▸ **Text passage**:

# What to Do With a Hind Quarter of Deer



## BJClark (Nov 6, 2009)

a hind quarter of deer??


----------



## ewenlin (Nov 6, 2009)

Why do people......



keep posting thread titles like this?

 sorry! Wouldn't have a clue what to do with a hind quarter of deer


----------



## BJClark (Nov 6, 2009)

ewenlin;



> Why do people......
> keep posting thread titles like this?




Well, for me..Our daughter asked her dad if he could bring a *small* package of deer so that she could make some deer jerky..well he brought an entire hind quarter...which is way more than she expected..


----------



## AThornquist (Nov 6, 2009)

eat it!


----------



## ewenlin (Nov 6, 2009)

BJClark said:


> ewenlin;
> 
> 
> 
> ...



Can YOU be my dad?


----------



## BJClark (Nov 6, 2009)

ewenlin;



> Can YOU be my dad?



Given the fact I am a woman...that would not be possible...


----------



## Grillsy (Nov 6, 2009)

Eat it.

Throw it on the grill.

But not in that order.


----------



## BJClark (Nov 6, 2009)

AThornquist;




I intend to eat it, maybe break it down into smaller sections for different meals..
however...I don't have any recipes..


----------



## tlharvey7 (Nov 6, 2009)

find a good butcher and portion it in steaks & ground
i emphasize the "good" in butcher. boneless & hairless is what you want with venison


----------



## PuritanCovenanter (Nov 6, 2009)

Hamburger it up. Stick it in a grinder and use it in Chili. It is awesome. 

True Story. My sister made my mom promise her that she wouldn't trick her into eating Bambi. Well, my mom made some chili with deer meat in it. My sister came home from her College dorm and had some chili. She called my Mommy up right away and said that was the best chili my mom had ever made. Sis got total silence on the other end of the phone for a few. Then she got a somber, "Oh Janice, I am so sorry." LOL....

Guess what? Sissy loves deer meat now. LOL


----------



## N. Eshelman (Nov 6, 2009)

Leave it by the side of the road.  

I do not like venison [its too gamey for me], but my parents have it around a lot- they grind it and mix it 50/50 with ground beef to be used in whatever capacity they use ground beef. That is bearable for me.


----------



## tlharvey7 (Nov 6, 2009)

BJClark said:


> AThornquist;
> 
> 
> 
> ...



2lbs ground venison.... brown it
add 1 can condense cream of mushroom soup

layer in bottom of baking dish

add layer of corn (as much as you like, i use a big bag of frozen)

add layer of mashed pototo.... 

top with shredded cheddar and paprika

bake till crispy on top

my kids LOVE this version of shepherds pie


----------



## ewenlin (Nov 6, 2009)

This thread is making me hungry!

If you're out of ideas, slice them up into small pieces and stir fry with ginger and garlic. Asian style!


----------



## ServantofGod (Nov 6, 2009)

Venison jerky...


----------



## Montanablue (Nov 6, 2009)

I know this will sound a little odd, but ewenlin is right - venison in an Asian type stir fry is SO GOOD.

Chilli is delicious too - and especially good if you have kids who aren't a big fan of the gamey flavour. The sauce brings out the best of the flavor while also masking some of the stronger flavours.


----------



## Archlute (Nov 6, 2009)

▸ **Problem requirements**: Extend the forum thread about cooking a hind quarter of deer, starting right after its last line.

▸ **Material provided**:
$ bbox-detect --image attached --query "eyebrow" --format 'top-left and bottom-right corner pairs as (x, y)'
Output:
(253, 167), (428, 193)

▸ **Response to the task**:
PuritanCovenanter said:


> True Story. My sister made my mom promise her that she wouldn't trick her into eating Bambi. Well, my mom made some chili with deer meat in it. My sister came home from her College dorm and had some chili. She called my Mommy up right away and said that was the best chili my mom had ever made. Sis got total silence on the other end of the phone for a few. Then she got a somber, "Oh Janice, I am so sorry." LOL....


----------



## toddpedlar (Nov 6, 2009)

Smoked brats. Smoked brats. And more... smoked brats.


----------



## SolaScriptura (Nov 6, 2009)

I wholeheartedly agree with Randy. While you may be able to get a roast out of the hindquarter, if you are doing the butchering yourself and if you're inexperienced, it may be tricky. In a worst case scenario, always fall back on grinding it into burger. Just cut the meat off the bone and throw it in a grinder. Mix with hamburger if you feel compelled.


----------



## Edward (Nov 6, 2009)

Montanablue said:


> Chilli is delicious too - and especially good if you have kids who aren't a big fan of the gamey flavour. The sauce brings out the best of the flavor while also masking some of the stronger flavours.



 Flavour??? I've been thinking that you were 'Mericun, not one of those furriners. /


----------



## Skyler (Nov 6, 2009)

Cook it and eat it. I don't see what's so hard about that.


----------



## TrueConvert (Nov 6, 2009)

BJClark said:


> AThornquist;
> 
> 
> 
> ...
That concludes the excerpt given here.